## Collection entries
****************

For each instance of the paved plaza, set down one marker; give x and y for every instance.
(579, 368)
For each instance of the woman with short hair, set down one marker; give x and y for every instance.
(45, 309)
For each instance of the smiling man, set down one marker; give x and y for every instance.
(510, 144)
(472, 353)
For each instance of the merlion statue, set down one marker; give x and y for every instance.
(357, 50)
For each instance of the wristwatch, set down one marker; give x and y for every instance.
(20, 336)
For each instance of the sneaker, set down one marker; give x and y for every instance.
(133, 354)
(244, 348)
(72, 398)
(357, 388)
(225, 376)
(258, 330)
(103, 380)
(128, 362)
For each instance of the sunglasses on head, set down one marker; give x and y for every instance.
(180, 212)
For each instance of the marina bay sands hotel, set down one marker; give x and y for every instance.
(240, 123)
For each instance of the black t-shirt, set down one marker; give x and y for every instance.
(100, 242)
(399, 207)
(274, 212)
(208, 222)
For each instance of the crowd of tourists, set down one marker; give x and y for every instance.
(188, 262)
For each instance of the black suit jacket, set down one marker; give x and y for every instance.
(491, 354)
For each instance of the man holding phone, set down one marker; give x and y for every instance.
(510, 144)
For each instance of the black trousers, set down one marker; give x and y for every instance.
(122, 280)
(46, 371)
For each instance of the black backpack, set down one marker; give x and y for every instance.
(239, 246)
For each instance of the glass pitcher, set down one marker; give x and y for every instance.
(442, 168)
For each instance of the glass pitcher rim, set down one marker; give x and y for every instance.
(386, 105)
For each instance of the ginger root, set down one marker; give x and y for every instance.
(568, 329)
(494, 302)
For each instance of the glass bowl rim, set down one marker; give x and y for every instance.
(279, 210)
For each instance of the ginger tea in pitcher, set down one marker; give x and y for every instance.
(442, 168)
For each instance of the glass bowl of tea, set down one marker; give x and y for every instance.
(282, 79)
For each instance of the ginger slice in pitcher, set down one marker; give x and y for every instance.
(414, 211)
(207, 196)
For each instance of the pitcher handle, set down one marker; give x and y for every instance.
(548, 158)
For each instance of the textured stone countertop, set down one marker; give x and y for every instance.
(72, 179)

****************

## Problem
Output every record verbatim.

## Answer section
For each instance of the paved plaza, set down one marker; give x and y for every instance.
(579, 368)
For each instance of the woman with short hair, set down one marker; give x and y for every instance.
(45, 309)
For each instance of the smiling man, set down one marker; give x and y for every instance.
(510, 144)
(472, 353)
For each instance of the merlion statue, set down one marker; give x and y for every instance.
(357, 50)
For each instance of the wristwatch, set down one marker; give x and y for every instance.
(20, 336)
For each instance of the sneaker, set down one marker; give x and y for every instance.
(133, 354)
(244, 348)
(72, 398)
(357, 388)
(225, 376)
(258, 330)
(103, 380)
(128, 362)
For each instance of the sunglasses on head, set down one marker; give x and y for every instance.
(180, 212)
For each instance of the marina bay sands hotel, set down one marker; give x and y for every instance.
(240, 123)
For each instance of the black t-shirt, set down one marker; give x and y for every instance.
(100, 242)
(399, 207)
(274, 212)
(208, 222)
For each instance of the crowd of tourists, set down one marker; give x and y for every instance.
(188, 262)
For each instance of the black suit jacket, set down one marker; give x and y for every instance.
(491, 354)
For each instance of the man holding phone, set down one marker; give x and y for every instance.
(510, 144)
For each instance of the black trousers, set down one marker; give x and y for every instance.
(122, 280)
(46, 371)
For each instance of the black backpack, set down one marker; give x and y for every instance.
(239, 246)
For each instance of the glass pitcher, set down one marker; give x and y for every instance.
(442, 168)
For each instance of the glass pitcher rim, set down one marker; give x and y for every instance.
(386, 105)
For each instance of the ginger root, set down one marker; give x and y for every instance.
(568, 329)
(494, 302)
For each instance of the glass bowl rim, set down one marker; give x and y for every instance.
(279, 210)
For each instance of the ginger tea in pitcher, set down one marker; give x and y for every instance.
(442, 168)
For each instance of the glass bowl of tea, set down one marker; give x and y for every instance.
(282, 79)
For each instance of the ginger slice in pitcher, set down one marker; give x and y for every instance.
(414, 211)
(207, 196)
For each instance of the pitcher handle, set down one marker; give x and y for every instance.
(548, 158)
For each instance of the textured stone countertop, set down one marker; give x and y for every instance.
(72, 179)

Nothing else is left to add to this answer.